Start of Material to process
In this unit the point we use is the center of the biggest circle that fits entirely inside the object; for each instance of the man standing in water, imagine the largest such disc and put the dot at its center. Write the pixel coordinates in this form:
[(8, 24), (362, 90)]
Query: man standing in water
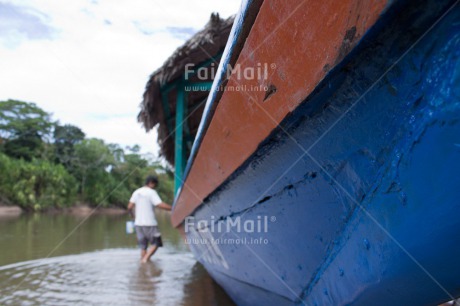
[(144, 200)]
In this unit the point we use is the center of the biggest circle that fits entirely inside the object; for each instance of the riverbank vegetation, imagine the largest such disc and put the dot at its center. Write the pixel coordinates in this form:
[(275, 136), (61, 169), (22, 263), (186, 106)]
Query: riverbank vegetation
[(45, 164)]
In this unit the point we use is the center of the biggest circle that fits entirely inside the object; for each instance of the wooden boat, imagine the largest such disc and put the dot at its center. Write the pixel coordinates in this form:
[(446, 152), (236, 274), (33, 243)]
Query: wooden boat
[(346, 164)]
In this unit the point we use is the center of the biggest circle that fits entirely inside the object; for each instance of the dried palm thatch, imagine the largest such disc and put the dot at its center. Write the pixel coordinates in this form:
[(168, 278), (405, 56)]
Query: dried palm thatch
[(204, 45)]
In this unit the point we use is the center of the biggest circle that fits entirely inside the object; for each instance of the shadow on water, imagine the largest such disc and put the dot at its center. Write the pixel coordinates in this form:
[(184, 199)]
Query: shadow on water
[(97, 264)]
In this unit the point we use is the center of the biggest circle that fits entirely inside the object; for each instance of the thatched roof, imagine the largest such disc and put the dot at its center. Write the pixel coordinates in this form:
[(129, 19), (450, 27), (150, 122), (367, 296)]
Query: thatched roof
[(206, 44)]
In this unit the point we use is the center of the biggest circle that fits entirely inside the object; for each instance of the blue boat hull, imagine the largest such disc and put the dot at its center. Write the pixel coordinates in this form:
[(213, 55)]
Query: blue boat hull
[(360, 184)]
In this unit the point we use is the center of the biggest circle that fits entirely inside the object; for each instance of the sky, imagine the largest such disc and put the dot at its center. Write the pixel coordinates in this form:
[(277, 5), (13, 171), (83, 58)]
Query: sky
[(87, 61)]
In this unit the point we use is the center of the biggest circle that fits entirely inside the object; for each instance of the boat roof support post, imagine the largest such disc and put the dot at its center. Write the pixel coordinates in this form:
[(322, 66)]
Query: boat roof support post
[(179, 137)]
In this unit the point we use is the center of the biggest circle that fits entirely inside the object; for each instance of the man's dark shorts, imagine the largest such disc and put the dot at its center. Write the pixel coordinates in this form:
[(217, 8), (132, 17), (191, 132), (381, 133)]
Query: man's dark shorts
[(148, 234)]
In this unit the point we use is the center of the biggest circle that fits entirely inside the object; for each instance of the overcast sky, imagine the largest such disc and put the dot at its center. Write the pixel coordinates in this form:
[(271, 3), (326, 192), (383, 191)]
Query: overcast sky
[(87, 61)]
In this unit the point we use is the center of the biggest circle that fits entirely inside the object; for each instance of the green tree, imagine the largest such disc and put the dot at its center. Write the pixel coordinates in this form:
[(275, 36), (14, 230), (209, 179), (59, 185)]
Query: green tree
[(35, 185), (92, 161), (23, 129)]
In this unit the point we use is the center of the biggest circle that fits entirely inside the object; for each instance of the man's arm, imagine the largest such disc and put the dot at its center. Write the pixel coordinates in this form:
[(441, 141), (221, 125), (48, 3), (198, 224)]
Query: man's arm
[(164, 206), (130, 208)]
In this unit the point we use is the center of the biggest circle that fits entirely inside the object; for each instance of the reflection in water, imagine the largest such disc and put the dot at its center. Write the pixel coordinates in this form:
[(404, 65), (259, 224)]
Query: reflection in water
[(104, 268)]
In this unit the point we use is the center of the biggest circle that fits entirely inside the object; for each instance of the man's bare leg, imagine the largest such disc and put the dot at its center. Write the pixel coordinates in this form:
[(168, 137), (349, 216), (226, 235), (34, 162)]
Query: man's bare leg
[(149, 253)]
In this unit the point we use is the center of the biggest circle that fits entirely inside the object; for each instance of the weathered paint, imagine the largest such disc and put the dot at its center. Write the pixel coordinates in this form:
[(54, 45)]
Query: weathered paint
[(179, 137), (303, 39), (381, 204)]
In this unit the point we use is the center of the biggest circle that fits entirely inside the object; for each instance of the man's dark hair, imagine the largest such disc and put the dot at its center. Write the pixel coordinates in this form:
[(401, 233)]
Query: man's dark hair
[(151, 179)]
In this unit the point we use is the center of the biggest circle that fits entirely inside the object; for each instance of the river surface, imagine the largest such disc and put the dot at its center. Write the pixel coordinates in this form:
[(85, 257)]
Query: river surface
[(67, 260)]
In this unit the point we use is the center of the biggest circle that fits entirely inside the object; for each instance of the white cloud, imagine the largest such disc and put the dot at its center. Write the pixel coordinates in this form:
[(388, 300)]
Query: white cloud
[(93, 71)]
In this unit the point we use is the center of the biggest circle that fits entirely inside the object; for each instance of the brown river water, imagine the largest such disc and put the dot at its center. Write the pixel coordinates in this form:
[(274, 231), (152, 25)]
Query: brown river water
[(44, 260)]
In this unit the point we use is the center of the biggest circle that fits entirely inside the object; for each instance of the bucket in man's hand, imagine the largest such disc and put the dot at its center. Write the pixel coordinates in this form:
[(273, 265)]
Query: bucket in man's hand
[(129, 227)]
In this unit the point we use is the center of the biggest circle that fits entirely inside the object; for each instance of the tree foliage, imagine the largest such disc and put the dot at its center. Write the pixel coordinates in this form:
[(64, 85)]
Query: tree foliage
[(23, 129)]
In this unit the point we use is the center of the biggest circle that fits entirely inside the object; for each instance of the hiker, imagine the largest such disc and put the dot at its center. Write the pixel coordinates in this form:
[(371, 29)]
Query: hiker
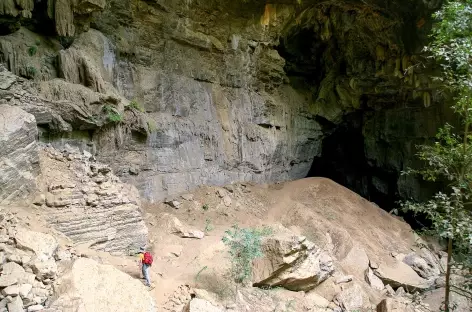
[(145, 260)]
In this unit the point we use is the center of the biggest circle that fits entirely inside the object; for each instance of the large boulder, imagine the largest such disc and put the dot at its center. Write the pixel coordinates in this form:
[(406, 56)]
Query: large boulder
[(171, 225), (291, 261), (13, 273), (400, 274), (201, 305), (43, 245), (19, 158), (90, 286), (401, 304), (426, 264), (353, 298)]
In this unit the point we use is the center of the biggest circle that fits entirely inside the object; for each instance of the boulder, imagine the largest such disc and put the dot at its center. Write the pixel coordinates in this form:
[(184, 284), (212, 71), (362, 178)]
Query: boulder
[(424, 264), (24, 290), (16, 305), (12, 291), (201, 305), (291, 261), (90, 286), (353, 298), (14, 273), (355, 262), (172, 225), (19, 157), (44, 269), (313, 300), (393, 305), (375, 282), (401, 275), (43, 245)]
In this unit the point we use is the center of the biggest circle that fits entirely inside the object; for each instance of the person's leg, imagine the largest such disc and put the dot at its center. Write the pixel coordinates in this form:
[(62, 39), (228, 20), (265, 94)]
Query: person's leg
[(146, 274)]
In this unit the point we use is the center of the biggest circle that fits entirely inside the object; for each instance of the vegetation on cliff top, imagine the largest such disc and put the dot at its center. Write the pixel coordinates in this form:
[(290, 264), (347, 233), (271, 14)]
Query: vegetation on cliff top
End of Material to process
* **Directions**
Reproduce every one of the records above word for word, from the first line to the last, omitting the pictures.

* **Solution for this exercise**
In this unit the point we use is the center of the biggest circle that fits entirely inside the object; for each instance of the man standing in water, imagine the largest such disc and put the dot at its center. Write the pixel coordinates in this form:
[(8, 24), (362, 90)]
Query: man standing in water
[(144, 200)]
In this unit the point we use is the center of the biggest circle that fits entirely inside the object; for each instance of the riverbank vegetation, imagine the largest such disc and put the dot at its center. Write the pixel coordinates in this form:
[(275, 136), (61, 169), (22, 263), (186, 106)]
Query: riverbank vegetation
[(45, 164)]
In this unit the point we use is the center of the biggest circle that fits entirely inside the object; for each instance of the wooden boat, imagine the largest such disc and put the dot at its center. Write the pixel coordinates in this form:
[(446, 152), (236, 274), (33, 243)]
Query: wooden boat
[(346, 164)]
In this unit the point we use is the center of the biggest circle that fits entirely inside the object; for each instance of the dried palm thatch, imagine the largest such disc and put the dot at its center. Write the pixel coordinates in this form:
[(168, 278), (405, 56)]
Query: dried palm thatch
[(204, 45)]
In this unit the point we use is the center of the biggest circle that fits entirely inside the object; for each instance of the shadow on water, imagine the largest such disc and put the dot at its center. Write the pixel coordinates in this form:
[(184, 199)]
Query: shadow on water
[(97, 264)]
In this unit the point we use is the center of the biggest circle that fits entirely inside the object; for each instance of the thatched roof, imagine the largest such disc and put the dot at its center. Write the pixel coordinates in this form:
[(129, 19), (450, 27), (150, 122), (367, 296)]
Query: thatched roof
[(206, 44)]
In this unit the point we use is the center of the biggest circle that fits entirely inside the object; for each instance of the blue boat hull, imagine the largest such disc and put the dot at its center. Write the pixel coordinates in this form:
[(213, 55)]
Query: blue boat hull
[(360, 184)]
In this unit the point we use is the center of the biggest circle that fits entirely inside the object; for each instance of the sky, imagine the largest such disc and put the dot at its center. Write the pixel coordinates in this form:
[(277, 5), (13, 171), (83, 58)]
Query: sky
[(87, 61)]
In this unit the point we use is the center of the biggest circle that fits entirely inside the object; for each instance of the boat roof support post, imagine the largest such disc and put the dot at its center. Write the pixel coordinates in this form:
[(322, 66)]
Query: boat roof support post
[(179, 137)]
In this unit the point we use is the center of the biggest circle that fits entirely inside the object; for each instance of the man's dark shorts, imagine the largest such disc and put the dot at its center. Write the pixel coordinates in this form:
[(217, 8), (132, 17), (191, 132), (381, 133)]
Query: man's dark shorts
[(148, 234)]
In this unit the point we use is the center of the biggest circle that fits entirely inside the object; for each instance of the overcast sky, imagine the largest such disc and put the dot at its center. Write the pixel coordinates in this form:
[(271, 3), (326, 192), (383, 191)]
Query: overcast sky
[(87, 61)]
In this unit the point we use is the center of the biggest circle that fits entirely inside the object; for each instance of the green tree, imagine the largest such disc and put the dot at its center. Write the pixel coordinates in this form:
[(275, 36), (14, 230), (209, 179), (59, 185)]
Query: green tree
[(35, 185), (92, 161), (23, 129)]
In this unit the point we use is the center of the biggest circle that fits entirely inside the object; for each instance of the man's arm, imagine the largest such disc and put the dot at its center. Write the pixel coordinates in this form:
[(441, 141), (221, 125), (48, 3), (198, 224)]
Query: man's arm
[(164, 206), (130, 208)]
In this unit the point we use is the center of the biggest circle that fits entirely inside the object; for each instance of the reflection in water, imagine the largest such disc and put the dot at its center. Write the pixel coordinates in this form:
[(404, 65), (259, 224)]
Query: reflection in water
[(104, 268)]
In this unit the point we use is the center of the biggest circle that fits entirely inside the object; for each instance of the man's bare leg, imagine the largest such disc and put the dot at its center. Write the pixel coordinates in this form:
[(168, 137), (349, 216), (226, 235), (34, 162)]
Query: man's bare leg
[(149, 253)]
In this unit the point we use is the center of the biggest circle that fits entirely inside the object; for each instance of the weathered paint, imagine the largest such disc and put the dot at its center. Write the pixel coordinates in this form:
[(54, 45)]
Query: weathered paint
[(179, 137), (303, 39), (381, 204)]
In this unit the point we use is the center of the biggest circle that fits entirely inside the object; for each instance of the man's dark hair, imagine the largest such disc and put the dot at its center. Write the pixel coordinates in this form:
[(401, 233)]
Query: man's dark hair
[(151, 179)]
In this unit the point we use is the center of the biggest circle that fits entirely inside the object; for each instance of the river surface, imagine the largest such disc and put the dot at its center. Write the pixel coordinates in this form:
[(85, 257)]
Query: river surface
[(67, 260)]
In this unit the point we use is the center of the biggest circle that fits entirely inside the object; for each instance of the white cloud, imagine the largest such disc and put the dot at its center. Write the pixel coordinates in this form:
[(388, 300)]
Query: white cloud
[(93, 71)]
In this unit the point we use is the center of the biggest circle that fits entirely inside the object; for each instance of the brown river water, imagine the largest such disc and put the dot at its center. Write the pixel coordinates in this form:
[(274, 231), (152, 25)]
Query: brown river water
[(44, 260)]
In this unit the point we use is the center of the biggest circle that fits entirely inside the object; for each instance of the bucket in man's hand, imagine the largest such disc and put the dot at its center. Write the pixel coordinates in this form:
[(273, 265)]
Query: bucket in man's hand
[(129, 227)]
In this unit the point we use is the center of the biggest circle that fits entirely inside the object; for each instance of the tree foliage, imagine the largest such disc and put the dot at its center. Write the pixel coordinates in this form:
[(64, 85)]
Query: tree foliage
[(23, 129)]
In this unit the point we use is the center of the biggest circle that fits entirely inside the object; for each instance of the hiker, imagine the largest such disc and put the dot at its center. Write the pixel coordinates in this form:
[(371, 29)]
Query: hiker
[(145, 260)]
In this unit the point we use is the center of the biggest circle that fits entirely inside the object; for each instance of the large boulder, imagine the largest such disc and put the dot at its center. Write the pixel coordinates in this form:
[(406, 56)]
Query: large boulder
[(171, 225), (291, 261), (13, 273), (400, 274), (201, 305), (43, 245), (19, 158), (90, 286), (401, 304), (426, 264), (353, 298)]
In this unit the point we use is the center of the biggest circle that fits entirely inside the object; for each instance of the boulder, imagine the largest such disc and put the dot at its center. Write the pixel coordinates in this form:
[(184, 284), (212, 71), (362, 178)]
Query: boulder
[(424, 264), (24, 290), (16, 305), (12, 291), (201, 305), (291, 261), (90, 286), (353, 298), (14, 273), (355, 262), (172, 225), (19, 157), (44, 269), (313, 300), (393, 305), (375, 282), (401, 275), (43, 245)]
In this unit the point we use is the center of the biggest circle that fits entirely inside the object; for each instance of the person's leg, imagine the largest such disc and put the dot at its center. Write the pixel coordinates in this form:
[(62, 39), (228, 20), (265, 94)]
Query: person's leg
[(146, 274)]
In this unit the point we use is the center of the biggest circle that fits entirely inside the object; for each instance of the vegetation on cliff top, imagine the largest such disc and put the dot at its center. Write the pixel coordinates in this form:
[(290, 264), (347, 233), (271, 14)]
Query: vegetation on cliff top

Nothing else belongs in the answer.